*How to complete this task:*
After locating the line that contains "Target: attached garage" in the data below, set down exactly that line and each one after it through the line that contains "Target: dark front door", and nothing more.

────────────────────────────────────────

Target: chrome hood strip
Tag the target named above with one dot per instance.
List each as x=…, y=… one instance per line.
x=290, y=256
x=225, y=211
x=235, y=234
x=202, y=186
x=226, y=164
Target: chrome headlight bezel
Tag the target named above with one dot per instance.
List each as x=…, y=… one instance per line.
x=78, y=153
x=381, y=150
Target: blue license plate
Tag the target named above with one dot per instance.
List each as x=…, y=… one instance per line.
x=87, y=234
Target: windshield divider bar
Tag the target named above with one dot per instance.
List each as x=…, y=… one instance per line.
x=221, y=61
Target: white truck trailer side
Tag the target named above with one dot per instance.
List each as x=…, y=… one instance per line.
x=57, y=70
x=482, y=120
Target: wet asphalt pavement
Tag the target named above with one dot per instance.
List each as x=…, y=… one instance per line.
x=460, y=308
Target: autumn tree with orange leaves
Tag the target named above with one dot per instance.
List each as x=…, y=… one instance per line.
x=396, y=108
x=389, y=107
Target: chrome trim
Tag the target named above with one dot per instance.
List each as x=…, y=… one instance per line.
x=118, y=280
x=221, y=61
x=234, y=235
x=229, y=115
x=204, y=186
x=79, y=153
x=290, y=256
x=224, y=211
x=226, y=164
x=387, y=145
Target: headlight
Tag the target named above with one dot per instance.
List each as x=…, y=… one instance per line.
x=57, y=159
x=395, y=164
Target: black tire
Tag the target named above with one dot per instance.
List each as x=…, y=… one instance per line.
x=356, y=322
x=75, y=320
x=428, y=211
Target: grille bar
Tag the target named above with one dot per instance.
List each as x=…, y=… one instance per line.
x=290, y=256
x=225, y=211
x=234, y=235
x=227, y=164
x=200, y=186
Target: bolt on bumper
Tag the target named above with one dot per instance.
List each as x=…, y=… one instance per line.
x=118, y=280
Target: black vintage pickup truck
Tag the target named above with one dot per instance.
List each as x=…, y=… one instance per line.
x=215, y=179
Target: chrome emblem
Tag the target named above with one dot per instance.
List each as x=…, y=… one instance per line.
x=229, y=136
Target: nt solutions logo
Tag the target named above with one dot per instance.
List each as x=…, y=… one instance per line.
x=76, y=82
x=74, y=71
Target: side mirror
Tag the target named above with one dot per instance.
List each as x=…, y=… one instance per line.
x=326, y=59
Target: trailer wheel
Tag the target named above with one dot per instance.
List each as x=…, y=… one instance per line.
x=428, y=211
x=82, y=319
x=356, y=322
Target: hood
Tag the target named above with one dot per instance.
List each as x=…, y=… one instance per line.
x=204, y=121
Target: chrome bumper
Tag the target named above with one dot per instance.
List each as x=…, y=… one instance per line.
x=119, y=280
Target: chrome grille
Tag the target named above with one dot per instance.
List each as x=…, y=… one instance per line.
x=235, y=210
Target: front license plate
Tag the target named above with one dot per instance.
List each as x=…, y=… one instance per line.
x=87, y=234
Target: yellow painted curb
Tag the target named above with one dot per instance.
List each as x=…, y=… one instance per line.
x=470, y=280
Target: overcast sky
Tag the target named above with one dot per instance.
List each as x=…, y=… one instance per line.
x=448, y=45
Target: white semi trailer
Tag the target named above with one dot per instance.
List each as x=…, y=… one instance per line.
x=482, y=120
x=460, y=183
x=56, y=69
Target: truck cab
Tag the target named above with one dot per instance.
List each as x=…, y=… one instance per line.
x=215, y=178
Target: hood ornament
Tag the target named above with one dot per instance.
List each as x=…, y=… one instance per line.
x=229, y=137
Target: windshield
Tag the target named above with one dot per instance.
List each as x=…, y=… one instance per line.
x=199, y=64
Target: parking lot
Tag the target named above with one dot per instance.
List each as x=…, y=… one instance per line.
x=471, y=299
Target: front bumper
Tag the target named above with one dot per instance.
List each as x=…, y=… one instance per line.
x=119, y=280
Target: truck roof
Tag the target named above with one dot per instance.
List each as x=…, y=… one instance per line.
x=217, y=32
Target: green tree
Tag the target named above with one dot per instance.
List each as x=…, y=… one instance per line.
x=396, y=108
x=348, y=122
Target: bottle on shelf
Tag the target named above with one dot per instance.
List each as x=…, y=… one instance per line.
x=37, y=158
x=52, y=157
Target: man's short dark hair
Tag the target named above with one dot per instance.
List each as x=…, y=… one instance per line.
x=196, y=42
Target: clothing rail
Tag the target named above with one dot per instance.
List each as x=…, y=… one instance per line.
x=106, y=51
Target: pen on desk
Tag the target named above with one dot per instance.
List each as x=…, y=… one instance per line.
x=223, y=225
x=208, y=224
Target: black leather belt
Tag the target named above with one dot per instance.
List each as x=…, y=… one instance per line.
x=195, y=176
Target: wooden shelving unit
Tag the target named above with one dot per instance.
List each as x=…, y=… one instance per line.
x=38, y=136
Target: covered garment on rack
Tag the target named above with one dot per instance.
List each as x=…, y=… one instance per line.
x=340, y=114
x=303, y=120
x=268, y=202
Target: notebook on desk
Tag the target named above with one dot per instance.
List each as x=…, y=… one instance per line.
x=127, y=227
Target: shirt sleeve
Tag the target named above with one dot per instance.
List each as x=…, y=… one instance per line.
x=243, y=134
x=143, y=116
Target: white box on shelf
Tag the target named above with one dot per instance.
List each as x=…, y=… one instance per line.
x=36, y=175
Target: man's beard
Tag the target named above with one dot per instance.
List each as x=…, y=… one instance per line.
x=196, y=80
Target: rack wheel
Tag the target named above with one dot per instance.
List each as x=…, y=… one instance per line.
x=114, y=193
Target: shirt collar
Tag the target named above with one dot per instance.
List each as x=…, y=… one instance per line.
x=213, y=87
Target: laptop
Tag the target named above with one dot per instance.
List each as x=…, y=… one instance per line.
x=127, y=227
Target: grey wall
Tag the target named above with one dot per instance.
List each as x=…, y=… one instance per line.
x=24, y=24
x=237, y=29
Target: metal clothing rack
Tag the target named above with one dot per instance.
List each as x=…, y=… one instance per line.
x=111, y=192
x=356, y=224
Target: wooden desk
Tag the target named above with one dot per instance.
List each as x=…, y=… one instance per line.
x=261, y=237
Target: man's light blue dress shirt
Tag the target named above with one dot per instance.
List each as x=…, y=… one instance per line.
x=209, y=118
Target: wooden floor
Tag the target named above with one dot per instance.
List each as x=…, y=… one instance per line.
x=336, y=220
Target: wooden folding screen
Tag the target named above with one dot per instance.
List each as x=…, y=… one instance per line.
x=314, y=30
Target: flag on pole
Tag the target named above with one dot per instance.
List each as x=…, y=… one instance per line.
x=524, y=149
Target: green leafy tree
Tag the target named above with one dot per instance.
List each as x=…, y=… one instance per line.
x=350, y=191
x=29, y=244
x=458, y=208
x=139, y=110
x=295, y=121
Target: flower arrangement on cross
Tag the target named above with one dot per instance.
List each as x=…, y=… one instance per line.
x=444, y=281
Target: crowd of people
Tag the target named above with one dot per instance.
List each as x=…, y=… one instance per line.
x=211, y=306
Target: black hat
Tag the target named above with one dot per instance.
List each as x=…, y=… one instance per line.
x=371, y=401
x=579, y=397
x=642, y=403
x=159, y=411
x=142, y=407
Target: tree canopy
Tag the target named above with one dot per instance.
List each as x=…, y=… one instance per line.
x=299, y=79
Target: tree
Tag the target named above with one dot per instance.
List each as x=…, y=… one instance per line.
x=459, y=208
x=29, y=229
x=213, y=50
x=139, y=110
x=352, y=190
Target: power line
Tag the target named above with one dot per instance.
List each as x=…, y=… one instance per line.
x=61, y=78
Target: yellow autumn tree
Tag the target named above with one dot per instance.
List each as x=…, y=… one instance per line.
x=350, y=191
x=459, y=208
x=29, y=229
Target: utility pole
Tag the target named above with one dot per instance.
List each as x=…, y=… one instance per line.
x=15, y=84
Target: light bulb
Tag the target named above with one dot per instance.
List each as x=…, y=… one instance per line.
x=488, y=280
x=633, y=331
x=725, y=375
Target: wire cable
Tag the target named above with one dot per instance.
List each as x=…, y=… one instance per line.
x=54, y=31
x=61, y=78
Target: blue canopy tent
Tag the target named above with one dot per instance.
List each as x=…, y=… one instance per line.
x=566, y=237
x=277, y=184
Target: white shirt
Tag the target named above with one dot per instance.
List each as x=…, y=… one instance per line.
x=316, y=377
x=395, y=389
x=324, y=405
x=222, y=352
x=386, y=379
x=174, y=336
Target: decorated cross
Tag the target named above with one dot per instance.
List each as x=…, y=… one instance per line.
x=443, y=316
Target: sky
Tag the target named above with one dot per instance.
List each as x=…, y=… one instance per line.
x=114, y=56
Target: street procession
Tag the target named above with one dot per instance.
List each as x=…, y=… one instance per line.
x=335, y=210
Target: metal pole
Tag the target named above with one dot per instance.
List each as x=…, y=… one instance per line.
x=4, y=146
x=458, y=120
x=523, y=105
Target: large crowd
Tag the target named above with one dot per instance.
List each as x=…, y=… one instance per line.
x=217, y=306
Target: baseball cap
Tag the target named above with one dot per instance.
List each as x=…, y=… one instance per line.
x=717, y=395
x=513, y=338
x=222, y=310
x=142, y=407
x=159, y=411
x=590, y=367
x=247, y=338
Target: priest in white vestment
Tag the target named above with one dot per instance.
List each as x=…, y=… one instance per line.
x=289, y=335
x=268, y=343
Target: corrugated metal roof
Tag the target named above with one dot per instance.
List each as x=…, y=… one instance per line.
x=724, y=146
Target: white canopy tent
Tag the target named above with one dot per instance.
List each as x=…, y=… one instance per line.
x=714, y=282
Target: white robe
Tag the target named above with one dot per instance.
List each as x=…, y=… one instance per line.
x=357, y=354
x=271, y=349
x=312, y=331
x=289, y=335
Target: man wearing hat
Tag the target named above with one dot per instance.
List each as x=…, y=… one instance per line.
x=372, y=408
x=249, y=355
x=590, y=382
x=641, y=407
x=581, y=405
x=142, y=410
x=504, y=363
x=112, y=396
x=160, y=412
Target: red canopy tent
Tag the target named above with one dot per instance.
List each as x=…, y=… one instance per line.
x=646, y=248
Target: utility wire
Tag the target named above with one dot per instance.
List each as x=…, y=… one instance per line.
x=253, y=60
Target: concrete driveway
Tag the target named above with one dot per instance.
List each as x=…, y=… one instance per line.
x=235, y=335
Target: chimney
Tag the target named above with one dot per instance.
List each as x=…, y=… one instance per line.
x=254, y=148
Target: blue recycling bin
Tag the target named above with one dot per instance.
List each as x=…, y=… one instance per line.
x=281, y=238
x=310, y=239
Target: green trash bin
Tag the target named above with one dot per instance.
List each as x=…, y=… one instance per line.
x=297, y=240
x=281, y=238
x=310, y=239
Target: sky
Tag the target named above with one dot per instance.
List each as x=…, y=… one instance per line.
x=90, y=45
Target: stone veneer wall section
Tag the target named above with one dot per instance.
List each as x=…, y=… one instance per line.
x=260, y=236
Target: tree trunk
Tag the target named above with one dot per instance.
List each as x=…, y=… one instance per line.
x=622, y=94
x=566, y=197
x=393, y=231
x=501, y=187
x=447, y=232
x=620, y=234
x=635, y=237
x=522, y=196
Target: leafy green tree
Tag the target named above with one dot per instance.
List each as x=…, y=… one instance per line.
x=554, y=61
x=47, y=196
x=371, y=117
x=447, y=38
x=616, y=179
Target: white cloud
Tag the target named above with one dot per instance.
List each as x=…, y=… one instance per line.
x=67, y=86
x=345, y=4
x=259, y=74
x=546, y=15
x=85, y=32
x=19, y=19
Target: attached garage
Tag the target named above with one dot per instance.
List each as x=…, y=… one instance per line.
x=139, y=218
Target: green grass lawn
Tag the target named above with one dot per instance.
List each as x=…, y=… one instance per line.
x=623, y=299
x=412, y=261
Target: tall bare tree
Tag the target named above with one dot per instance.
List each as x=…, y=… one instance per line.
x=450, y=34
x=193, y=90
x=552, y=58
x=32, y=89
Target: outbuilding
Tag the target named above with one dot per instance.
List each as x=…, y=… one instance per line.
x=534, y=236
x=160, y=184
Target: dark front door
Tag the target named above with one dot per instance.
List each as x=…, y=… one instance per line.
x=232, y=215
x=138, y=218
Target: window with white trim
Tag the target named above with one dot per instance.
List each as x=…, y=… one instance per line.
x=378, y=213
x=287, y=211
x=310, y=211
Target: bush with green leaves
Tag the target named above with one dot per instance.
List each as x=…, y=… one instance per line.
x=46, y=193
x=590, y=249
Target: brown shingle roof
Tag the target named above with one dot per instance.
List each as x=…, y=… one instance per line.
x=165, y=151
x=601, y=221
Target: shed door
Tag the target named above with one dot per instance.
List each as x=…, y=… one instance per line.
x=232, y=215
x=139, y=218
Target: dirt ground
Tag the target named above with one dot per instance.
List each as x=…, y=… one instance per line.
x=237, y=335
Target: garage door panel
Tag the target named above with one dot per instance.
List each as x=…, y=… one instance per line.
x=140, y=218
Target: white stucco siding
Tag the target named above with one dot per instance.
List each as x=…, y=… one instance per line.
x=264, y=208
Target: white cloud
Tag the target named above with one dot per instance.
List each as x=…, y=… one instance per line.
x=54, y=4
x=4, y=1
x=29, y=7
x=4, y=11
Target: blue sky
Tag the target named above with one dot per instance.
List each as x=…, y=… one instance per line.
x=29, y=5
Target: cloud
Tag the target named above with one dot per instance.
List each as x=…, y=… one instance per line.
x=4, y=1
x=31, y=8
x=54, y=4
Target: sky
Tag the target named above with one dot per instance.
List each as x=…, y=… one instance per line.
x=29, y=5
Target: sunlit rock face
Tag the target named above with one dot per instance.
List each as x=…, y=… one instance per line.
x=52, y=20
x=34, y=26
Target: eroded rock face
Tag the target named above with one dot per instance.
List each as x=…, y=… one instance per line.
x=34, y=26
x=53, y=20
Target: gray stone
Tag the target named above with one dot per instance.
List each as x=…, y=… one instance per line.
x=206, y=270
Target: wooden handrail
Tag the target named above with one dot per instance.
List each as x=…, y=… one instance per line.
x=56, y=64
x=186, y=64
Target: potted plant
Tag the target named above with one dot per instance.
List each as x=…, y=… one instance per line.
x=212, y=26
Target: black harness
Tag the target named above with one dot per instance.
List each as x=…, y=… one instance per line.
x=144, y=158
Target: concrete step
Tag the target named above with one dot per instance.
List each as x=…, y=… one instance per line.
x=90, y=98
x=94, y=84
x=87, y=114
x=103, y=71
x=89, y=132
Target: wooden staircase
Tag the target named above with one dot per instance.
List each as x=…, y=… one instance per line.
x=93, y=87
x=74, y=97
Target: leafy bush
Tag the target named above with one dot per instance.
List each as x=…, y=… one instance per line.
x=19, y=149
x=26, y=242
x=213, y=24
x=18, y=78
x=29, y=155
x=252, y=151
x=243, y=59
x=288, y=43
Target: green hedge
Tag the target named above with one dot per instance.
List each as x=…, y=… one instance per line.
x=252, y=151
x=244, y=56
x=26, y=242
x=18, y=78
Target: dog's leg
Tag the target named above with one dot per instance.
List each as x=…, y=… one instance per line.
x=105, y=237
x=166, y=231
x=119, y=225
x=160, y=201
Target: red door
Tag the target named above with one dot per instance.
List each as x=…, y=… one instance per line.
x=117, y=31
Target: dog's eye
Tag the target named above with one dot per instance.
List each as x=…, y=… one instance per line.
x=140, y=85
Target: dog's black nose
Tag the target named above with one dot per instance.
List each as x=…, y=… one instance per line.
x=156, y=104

────────────────────────────────────────

*Completed exercise:*
Target: attached garage
Tag the target named above with one dot per instance.
List each as x=…, y=… one instance per line.
x=139, y=218
Target: green grass lawn
Tag the target named above with one dot per instance.
List each as x=…, y=… one instance per line.
x=623, y=299
x=412, y=261
Target: tall bare tree
Tag the target named above with one dot per instance.
List each as x=…, y=… one instance per line.
x=450, y=34
x=193, y=90
x=552, y=58
x=32, y=89
Target: outbuilding
Tag the target named above with one dot per instance.
List each as x=…, y=… one instance per line.
x=534, y=236
x=160, y=184
Target: dark front door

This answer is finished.